Written task
Look below for the line that contains "Can you find the wooden post", then quote it and all the lines after it, exactly, with the pictures left out.

Dataset records
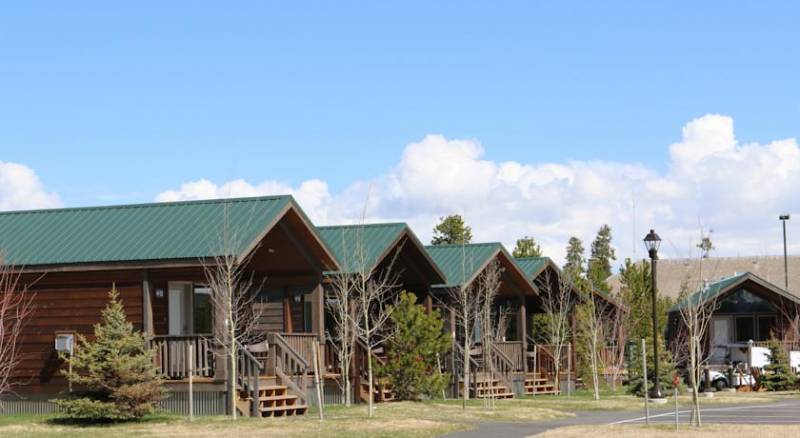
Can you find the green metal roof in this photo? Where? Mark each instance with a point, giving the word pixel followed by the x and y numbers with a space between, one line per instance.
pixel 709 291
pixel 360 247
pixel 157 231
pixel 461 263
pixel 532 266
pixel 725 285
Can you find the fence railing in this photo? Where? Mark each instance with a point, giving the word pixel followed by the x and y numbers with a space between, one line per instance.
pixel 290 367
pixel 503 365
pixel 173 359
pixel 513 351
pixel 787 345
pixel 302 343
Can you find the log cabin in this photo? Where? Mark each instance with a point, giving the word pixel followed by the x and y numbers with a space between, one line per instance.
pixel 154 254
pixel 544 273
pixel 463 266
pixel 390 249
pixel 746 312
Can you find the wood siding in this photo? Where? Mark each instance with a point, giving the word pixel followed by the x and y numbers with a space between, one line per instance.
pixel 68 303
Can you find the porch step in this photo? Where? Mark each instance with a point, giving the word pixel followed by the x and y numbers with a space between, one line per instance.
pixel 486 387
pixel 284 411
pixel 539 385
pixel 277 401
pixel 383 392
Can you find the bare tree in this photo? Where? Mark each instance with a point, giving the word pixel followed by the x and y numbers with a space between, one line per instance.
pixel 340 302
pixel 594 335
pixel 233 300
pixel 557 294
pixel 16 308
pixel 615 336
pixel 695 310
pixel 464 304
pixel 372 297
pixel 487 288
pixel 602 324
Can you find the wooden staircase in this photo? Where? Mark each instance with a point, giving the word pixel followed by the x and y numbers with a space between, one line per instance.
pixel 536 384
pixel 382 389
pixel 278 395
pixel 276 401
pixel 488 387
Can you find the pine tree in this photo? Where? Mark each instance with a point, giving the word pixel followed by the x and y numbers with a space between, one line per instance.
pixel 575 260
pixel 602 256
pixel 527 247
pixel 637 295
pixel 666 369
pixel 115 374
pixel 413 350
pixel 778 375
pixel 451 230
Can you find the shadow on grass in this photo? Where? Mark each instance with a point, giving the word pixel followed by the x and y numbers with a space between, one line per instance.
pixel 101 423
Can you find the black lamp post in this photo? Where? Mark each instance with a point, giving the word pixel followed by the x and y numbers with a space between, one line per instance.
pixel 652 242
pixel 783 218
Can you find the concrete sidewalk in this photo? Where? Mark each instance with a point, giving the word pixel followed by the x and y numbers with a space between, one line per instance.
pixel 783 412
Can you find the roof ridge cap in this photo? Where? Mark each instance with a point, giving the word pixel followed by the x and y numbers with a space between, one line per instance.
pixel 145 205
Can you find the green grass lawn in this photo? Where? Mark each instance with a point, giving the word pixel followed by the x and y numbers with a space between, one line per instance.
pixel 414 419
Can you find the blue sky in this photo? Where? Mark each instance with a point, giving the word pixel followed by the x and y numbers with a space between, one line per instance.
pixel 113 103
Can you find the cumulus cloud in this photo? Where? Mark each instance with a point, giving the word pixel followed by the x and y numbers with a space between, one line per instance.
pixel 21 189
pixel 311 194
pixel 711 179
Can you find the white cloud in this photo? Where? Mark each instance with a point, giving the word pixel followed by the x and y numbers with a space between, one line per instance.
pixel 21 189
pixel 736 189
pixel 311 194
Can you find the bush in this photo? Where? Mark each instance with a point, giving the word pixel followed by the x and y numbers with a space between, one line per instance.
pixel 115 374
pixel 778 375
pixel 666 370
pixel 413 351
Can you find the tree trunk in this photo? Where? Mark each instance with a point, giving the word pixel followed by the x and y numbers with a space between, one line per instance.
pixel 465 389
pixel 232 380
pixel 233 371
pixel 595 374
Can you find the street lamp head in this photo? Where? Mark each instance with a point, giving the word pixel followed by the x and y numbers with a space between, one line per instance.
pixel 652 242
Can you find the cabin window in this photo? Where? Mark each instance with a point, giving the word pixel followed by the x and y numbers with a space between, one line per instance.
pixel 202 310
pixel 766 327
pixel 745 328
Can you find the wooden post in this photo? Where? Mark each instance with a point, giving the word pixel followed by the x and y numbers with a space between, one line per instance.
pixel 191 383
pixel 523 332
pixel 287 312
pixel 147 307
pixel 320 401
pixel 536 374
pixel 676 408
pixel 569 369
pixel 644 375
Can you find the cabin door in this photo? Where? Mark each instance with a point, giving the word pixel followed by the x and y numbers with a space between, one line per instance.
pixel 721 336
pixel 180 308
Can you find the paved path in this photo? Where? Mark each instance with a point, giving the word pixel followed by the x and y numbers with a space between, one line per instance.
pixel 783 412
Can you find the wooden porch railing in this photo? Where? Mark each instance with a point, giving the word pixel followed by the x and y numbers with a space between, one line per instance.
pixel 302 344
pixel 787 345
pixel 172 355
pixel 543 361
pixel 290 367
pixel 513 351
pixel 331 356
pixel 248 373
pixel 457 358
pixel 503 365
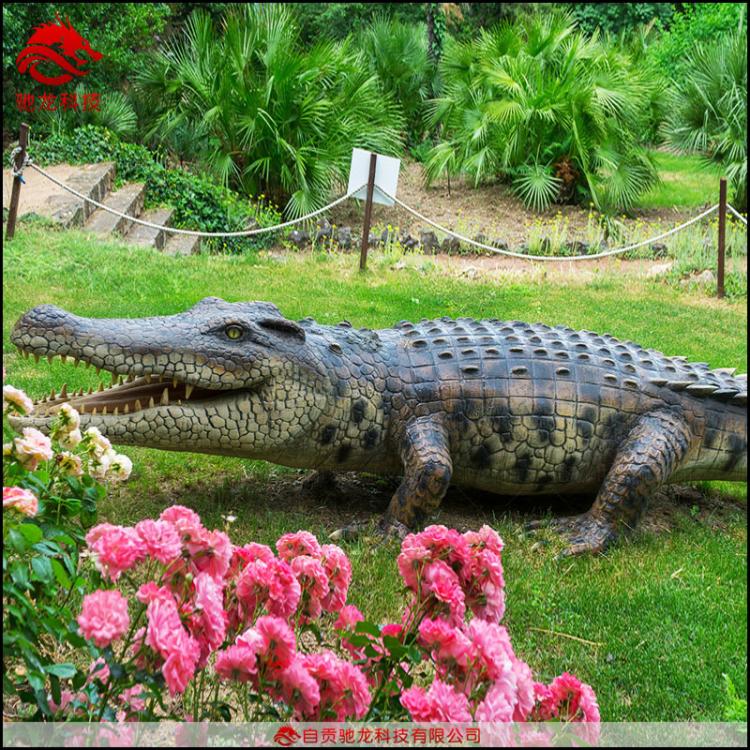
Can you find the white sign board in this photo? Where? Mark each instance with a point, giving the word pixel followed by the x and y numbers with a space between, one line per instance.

Result for this exercise
Can you find the wooden post in this photo? Where? Mark each instance with a point, giving the word pixel followed by the x and y numbers with a space between, one line per instance.
pixel 191 383
pixel 523 332
pixel 287 312
pixel 147 307
pixel 320 401
pixel 536 374
pixel 676 408
pixel 569 369
pixel 644 375
Can you find the cabin door in this photo? Where? Mark each instance with a point, giving the word pixel followed by the x and y numbers with a space between, one line per instance.
pixel 721 336
pixel 180 308
Can you find the paved path in this photo? Where? Mark each instance with a point, giving the word pixel followed by the x and y numbers with a space between, one line per instance.
pixel 783 412
Can you find the wooden porch railing in this photo? Where? Mark each instance with a point, giving the word pixel followed by the x and y numbers with a space between, one line per instance.
pixel 302 344
pixel 787 345
pixel 172 355
pixel 543 361
pixel 290 367
pixel 513 351
pixel 331 356
pixel 248 373
pixel 457 358
pixel 503 365
Can you find the white sign board in this photo? Where? Mark each instance with a point, giving the word pixel followed by the x and y numbers with a space between, one line per instance.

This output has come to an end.